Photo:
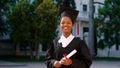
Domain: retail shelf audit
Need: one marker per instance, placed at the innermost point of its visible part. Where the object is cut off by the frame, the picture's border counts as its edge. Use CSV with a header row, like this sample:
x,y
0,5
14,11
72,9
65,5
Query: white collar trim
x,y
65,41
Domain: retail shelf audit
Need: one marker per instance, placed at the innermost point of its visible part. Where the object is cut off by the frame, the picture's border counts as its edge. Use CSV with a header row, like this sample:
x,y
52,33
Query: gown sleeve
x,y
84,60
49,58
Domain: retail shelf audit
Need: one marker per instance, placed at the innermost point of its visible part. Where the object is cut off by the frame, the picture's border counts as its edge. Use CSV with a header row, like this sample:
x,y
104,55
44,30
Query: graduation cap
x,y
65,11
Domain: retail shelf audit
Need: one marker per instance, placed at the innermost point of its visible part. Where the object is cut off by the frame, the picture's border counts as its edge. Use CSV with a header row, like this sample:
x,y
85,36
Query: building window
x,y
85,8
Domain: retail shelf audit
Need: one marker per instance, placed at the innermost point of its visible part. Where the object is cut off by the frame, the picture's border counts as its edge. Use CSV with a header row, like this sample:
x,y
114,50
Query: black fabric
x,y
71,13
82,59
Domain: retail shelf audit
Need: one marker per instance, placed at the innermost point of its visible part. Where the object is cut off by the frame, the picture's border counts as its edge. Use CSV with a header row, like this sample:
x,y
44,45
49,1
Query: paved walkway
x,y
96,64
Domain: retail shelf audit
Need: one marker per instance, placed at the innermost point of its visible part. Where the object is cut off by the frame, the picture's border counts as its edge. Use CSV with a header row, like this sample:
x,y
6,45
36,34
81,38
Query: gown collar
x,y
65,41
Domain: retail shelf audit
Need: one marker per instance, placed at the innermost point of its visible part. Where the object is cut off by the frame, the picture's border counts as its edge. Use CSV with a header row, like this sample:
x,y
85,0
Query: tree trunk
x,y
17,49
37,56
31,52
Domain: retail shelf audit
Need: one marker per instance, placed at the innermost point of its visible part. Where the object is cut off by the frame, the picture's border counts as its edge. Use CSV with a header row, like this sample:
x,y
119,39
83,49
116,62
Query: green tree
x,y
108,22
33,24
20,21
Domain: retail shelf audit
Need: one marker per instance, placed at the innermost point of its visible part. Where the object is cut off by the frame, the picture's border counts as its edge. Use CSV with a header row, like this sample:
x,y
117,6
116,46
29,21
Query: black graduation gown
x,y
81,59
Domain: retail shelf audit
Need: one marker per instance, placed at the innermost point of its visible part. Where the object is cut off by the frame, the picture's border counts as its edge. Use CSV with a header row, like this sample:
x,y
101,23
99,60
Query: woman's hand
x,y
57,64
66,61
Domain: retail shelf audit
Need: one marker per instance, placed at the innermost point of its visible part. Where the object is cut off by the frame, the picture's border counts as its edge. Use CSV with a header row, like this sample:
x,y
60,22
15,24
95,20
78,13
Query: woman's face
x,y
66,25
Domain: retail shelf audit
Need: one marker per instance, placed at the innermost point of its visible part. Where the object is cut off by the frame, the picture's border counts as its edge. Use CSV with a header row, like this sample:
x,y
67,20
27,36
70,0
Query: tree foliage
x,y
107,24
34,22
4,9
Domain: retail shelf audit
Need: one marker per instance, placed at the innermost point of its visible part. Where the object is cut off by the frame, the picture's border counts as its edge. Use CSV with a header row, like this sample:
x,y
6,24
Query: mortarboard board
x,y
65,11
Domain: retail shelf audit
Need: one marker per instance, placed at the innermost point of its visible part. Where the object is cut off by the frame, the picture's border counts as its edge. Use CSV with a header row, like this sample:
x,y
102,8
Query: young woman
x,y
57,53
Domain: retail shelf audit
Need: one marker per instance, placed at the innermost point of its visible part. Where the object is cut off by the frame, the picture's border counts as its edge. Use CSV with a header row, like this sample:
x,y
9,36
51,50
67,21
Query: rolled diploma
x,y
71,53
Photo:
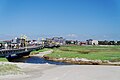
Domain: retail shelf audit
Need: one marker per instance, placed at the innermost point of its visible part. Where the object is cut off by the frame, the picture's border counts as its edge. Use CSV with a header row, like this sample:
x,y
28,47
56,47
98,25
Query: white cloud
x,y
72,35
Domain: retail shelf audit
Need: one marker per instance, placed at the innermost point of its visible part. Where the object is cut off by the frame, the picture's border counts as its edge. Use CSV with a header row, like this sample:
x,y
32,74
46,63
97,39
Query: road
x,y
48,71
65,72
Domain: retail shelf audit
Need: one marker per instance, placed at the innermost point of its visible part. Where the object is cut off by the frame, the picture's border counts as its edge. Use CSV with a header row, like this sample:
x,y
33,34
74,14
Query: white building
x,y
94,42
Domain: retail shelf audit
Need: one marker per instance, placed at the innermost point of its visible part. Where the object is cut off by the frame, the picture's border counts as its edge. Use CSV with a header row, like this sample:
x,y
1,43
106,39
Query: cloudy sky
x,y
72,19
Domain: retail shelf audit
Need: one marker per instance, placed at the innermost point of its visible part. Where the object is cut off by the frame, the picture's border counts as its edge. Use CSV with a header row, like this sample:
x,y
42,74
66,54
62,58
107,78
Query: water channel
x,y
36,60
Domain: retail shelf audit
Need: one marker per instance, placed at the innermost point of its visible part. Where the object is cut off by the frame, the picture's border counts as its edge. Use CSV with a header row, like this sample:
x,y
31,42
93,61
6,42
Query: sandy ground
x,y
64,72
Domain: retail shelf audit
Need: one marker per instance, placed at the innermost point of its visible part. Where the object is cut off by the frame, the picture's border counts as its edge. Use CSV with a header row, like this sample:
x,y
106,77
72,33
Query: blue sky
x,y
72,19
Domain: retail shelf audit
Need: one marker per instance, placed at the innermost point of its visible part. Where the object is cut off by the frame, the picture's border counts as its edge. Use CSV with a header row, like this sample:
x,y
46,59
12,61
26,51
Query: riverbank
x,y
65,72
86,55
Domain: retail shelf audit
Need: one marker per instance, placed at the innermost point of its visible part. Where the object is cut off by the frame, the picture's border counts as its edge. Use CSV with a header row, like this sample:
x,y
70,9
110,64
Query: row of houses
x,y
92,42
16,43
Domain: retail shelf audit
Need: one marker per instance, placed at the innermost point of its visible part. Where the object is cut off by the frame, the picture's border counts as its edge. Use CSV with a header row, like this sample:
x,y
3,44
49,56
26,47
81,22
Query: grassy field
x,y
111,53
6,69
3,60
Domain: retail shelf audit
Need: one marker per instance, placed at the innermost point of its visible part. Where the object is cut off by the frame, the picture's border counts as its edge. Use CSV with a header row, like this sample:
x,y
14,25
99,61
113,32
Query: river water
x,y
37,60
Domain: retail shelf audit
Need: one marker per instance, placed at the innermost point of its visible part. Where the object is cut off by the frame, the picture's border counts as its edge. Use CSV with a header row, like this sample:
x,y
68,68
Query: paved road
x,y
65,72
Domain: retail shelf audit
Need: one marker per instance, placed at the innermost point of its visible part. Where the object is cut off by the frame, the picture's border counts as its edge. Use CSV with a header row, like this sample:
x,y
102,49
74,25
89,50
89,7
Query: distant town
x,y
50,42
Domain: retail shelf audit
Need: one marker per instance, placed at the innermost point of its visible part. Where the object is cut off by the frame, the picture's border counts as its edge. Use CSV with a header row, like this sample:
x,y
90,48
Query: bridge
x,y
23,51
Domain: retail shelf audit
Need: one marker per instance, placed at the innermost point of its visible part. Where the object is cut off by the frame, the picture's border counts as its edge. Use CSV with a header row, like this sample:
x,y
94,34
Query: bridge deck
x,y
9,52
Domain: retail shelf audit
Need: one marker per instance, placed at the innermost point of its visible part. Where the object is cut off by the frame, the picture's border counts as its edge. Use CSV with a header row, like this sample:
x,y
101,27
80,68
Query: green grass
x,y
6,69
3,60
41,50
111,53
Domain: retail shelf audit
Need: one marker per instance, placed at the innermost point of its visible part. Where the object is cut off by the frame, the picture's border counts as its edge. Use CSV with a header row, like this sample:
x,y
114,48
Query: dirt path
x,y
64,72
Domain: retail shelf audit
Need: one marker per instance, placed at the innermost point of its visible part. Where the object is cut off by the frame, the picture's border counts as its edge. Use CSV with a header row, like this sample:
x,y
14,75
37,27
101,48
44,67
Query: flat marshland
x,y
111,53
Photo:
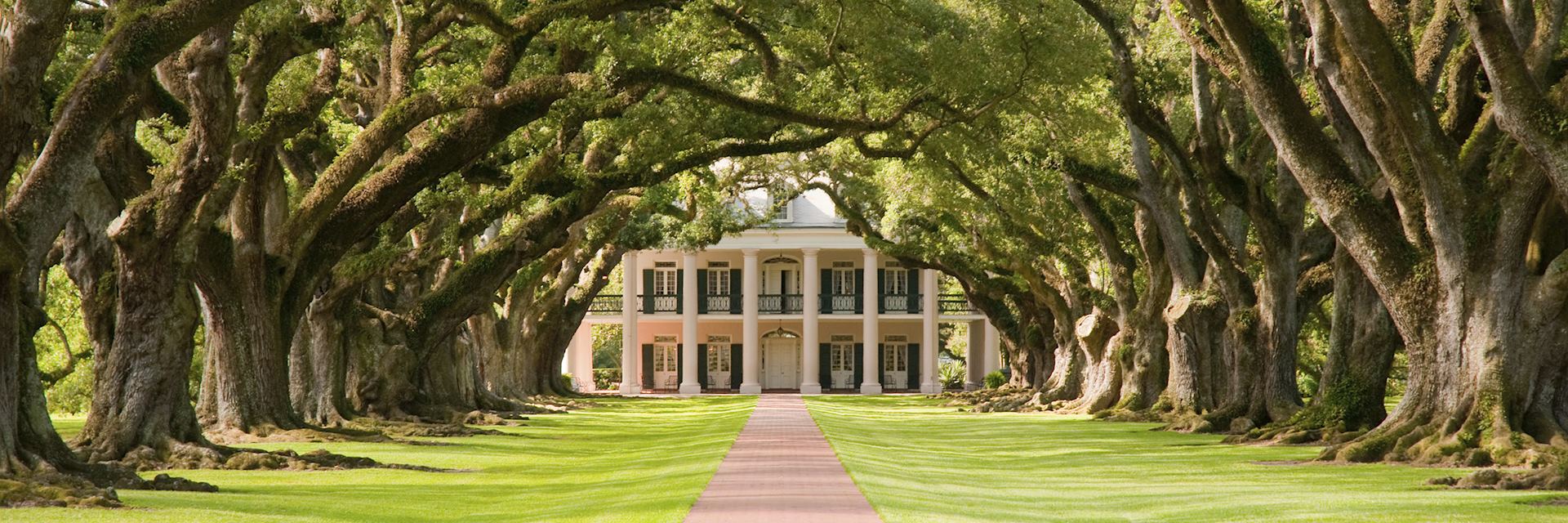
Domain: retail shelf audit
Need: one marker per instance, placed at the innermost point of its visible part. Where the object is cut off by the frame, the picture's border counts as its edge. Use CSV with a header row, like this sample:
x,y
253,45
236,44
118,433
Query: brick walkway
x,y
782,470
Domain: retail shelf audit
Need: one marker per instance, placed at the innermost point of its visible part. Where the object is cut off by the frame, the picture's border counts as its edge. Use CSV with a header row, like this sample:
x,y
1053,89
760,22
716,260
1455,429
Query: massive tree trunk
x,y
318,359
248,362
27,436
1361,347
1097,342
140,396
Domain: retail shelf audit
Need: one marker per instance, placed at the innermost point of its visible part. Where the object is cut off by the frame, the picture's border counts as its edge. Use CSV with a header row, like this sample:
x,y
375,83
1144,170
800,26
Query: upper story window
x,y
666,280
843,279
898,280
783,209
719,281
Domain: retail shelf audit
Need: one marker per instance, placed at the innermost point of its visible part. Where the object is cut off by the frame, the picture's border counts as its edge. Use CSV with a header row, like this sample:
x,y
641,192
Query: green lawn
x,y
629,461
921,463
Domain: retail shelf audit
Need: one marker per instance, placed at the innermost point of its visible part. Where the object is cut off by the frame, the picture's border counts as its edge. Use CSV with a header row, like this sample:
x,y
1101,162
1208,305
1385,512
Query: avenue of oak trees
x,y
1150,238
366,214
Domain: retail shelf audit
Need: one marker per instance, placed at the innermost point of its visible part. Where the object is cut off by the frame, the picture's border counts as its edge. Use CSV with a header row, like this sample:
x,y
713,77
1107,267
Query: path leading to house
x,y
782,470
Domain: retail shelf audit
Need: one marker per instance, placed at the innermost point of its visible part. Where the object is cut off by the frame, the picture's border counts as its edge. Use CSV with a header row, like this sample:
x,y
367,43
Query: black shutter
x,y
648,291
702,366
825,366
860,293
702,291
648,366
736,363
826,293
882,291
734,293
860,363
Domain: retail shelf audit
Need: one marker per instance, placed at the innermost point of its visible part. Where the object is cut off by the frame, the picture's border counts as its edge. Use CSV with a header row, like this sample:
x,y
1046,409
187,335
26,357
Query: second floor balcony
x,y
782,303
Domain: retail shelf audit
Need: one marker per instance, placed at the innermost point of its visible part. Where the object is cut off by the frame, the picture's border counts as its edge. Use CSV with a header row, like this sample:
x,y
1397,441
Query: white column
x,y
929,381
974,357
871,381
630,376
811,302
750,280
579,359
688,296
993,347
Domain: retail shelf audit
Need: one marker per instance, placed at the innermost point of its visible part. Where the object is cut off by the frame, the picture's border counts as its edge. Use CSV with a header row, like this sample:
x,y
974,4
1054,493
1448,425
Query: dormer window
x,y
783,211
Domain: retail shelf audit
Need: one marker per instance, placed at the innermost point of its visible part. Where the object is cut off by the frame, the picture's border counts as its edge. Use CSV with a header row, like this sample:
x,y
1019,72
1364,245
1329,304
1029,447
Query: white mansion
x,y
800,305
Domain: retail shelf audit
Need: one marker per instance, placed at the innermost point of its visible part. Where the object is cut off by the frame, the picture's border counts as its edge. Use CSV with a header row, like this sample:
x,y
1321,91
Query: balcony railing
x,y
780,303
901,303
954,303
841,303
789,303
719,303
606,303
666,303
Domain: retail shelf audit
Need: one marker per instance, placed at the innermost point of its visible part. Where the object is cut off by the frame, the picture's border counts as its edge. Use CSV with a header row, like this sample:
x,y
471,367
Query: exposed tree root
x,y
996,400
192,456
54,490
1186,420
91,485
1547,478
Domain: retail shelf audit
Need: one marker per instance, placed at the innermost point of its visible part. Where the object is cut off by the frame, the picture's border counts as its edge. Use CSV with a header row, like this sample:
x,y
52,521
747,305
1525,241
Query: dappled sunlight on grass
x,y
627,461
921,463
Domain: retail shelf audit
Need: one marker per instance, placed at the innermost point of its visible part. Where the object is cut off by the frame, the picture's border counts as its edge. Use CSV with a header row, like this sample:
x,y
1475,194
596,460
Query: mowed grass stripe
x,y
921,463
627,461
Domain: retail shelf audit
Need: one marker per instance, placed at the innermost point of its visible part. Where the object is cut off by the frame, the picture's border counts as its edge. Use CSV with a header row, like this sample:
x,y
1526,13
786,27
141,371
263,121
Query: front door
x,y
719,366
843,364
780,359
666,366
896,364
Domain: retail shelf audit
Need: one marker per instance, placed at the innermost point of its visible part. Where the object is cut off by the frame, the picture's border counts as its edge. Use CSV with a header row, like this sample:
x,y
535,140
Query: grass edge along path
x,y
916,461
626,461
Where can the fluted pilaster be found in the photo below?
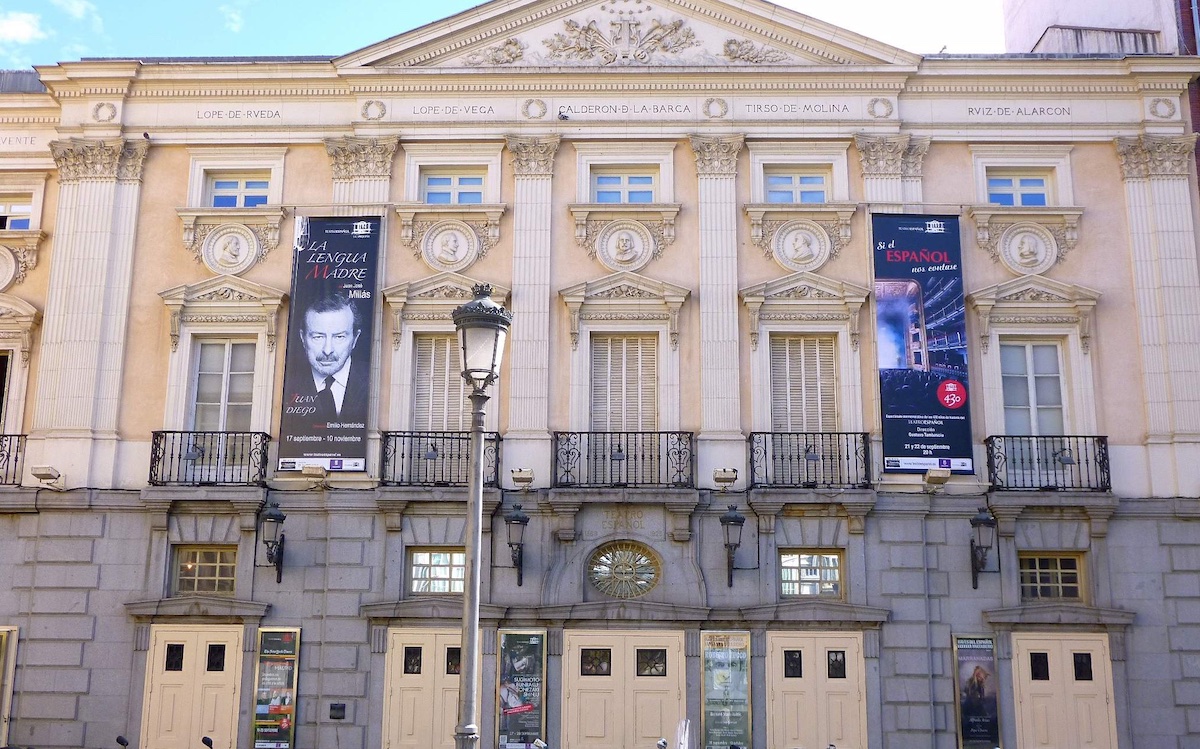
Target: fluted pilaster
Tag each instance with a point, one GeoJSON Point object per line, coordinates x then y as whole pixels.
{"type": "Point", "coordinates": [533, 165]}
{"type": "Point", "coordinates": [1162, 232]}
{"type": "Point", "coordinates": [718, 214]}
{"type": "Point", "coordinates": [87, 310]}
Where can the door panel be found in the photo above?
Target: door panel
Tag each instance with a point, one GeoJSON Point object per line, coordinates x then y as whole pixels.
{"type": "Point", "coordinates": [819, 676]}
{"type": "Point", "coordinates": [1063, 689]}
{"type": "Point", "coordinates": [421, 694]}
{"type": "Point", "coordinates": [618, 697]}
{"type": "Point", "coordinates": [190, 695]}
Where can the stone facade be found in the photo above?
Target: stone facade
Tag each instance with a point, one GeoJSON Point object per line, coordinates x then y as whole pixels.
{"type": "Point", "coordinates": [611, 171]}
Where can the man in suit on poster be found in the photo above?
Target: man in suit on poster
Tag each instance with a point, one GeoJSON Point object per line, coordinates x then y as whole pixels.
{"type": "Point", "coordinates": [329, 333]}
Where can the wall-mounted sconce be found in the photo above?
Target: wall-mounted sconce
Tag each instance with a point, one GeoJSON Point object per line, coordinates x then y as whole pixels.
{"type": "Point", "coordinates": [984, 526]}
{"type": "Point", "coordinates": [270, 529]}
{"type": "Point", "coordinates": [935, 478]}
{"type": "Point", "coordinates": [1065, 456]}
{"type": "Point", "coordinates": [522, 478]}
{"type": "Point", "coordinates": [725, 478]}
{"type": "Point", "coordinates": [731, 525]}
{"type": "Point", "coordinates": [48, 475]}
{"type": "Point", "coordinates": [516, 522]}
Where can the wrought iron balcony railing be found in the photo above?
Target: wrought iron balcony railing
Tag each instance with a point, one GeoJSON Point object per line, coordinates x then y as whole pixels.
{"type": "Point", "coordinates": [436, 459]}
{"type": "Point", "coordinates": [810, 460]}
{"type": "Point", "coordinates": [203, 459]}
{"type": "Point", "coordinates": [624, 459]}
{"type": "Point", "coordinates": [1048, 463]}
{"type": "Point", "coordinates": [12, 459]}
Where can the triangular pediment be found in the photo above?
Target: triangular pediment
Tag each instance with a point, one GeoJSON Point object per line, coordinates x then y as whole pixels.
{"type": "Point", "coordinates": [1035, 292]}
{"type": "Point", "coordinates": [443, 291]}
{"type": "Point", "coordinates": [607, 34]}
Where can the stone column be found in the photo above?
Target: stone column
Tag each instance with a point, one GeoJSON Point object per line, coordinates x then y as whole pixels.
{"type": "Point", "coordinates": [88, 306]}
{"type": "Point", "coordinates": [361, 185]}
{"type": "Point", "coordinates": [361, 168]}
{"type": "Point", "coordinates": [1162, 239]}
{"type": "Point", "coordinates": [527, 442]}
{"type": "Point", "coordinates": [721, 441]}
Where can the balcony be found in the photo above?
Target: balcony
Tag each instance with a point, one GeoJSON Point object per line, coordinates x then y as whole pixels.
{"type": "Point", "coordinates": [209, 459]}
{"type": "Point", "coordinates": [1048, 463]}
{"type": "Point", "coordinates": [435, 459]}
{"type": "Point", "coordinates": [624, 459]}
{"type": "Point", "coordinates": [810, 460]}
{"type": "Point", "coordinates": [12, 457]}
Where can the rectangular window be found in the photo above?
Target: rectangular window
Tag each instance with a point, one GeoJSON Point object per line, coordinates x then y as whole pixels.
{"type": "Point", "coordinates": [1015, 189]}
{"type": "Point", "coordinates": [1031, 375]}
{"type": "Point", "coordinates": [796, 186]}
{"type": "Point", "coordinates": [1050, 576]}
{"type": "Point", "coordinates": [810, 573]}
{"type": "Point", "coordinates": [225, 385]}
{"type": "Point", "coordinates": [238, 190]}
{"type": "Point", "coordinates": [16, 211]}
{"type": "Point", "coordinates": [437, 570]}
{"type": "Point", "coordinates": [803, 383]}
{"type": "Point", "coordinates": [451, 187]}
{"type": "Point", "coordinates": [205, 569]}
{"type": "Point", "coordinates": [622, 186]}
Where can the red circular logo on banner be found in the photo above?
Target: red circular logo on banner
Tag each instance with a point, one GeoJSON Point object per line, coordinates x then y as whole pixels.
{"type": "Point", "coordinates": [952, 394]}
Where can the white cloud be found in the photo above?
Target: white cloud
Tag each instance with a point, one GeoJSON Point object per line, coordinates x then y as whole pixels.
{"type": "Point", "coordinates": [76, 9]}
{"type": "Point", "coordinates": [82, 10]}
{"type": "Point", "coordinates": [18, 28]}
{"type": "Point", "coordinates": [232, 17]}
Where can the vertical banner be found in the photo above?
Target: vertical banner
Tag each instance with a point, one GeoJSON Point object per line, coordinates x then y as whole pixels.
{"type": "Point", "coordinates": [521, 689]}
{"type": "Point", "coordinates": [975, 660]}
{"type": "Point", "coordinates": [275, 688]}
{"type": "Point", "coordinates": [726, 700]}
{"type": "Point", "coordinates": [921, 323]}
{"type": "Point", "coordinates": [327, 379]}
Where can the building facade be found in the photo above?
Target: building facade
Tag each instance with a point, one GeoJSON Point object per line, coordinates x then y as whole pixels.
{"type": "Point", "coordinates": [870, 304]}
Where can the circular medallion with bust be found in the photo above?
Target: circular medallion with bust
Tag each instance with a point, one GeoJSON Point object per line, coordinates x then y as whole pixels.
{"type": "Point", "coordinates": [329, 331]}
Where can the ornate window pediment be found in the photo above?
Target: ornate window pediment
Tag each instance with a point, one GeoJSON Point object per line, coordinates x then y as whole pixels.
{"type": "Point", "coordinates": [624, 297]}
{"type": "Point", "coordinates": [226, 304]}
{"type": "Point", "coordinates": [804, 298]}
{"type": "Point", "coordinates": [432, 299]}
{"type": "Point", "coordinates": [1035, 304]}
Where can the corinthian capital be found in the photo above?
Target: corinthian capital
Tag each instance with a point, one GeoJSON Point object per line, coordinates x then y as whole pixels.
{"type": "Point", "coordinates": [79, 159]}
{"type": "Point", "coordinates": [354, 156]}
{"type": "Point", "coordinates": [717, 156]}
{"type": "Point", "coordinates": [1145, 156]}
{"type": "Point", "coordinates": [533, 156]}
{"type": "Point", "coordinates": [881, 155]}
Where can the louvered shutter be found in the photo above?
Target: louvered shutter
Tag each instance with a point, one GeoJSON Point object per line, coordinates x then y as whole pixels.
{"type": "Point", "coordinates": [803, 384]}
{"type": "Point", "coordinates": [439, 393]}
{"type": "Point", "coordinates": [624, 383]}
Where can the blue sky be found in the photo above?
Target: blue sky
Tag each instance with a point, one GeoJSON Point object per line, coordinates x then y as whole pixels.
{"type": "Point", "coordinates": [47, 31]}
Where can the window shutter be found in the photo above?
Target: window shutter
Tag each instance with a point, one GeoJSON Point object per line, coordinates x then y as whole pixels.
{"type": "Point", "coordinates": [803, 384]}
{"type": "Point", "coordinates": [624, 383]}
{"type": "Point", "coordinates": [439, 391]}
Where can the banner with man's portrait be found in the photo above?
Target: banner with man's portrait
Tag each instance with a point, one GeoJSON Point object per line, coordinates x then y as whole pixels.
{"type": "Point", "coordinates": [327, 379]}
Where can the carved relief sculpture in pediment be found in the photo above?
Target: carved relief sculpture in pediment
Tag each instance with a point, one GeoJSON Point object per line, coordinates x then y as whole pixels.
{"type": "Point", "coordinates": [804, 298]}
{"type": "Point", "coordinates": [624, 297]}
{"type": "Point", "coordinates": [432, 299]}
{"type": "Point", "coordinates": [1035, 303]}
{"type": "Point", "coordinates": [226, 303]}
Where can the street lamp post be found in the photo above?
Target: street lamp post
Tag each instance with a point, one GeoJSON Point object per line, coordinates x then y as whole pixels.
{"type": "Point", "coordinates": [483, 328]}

WHAT TO WORK ON: Among the entries above, identify all lines with "poster" and copy them.

EXERCISE OUTPUT:
Where can the man in suit on poster be found in the photo above?
Target: man in suit on poster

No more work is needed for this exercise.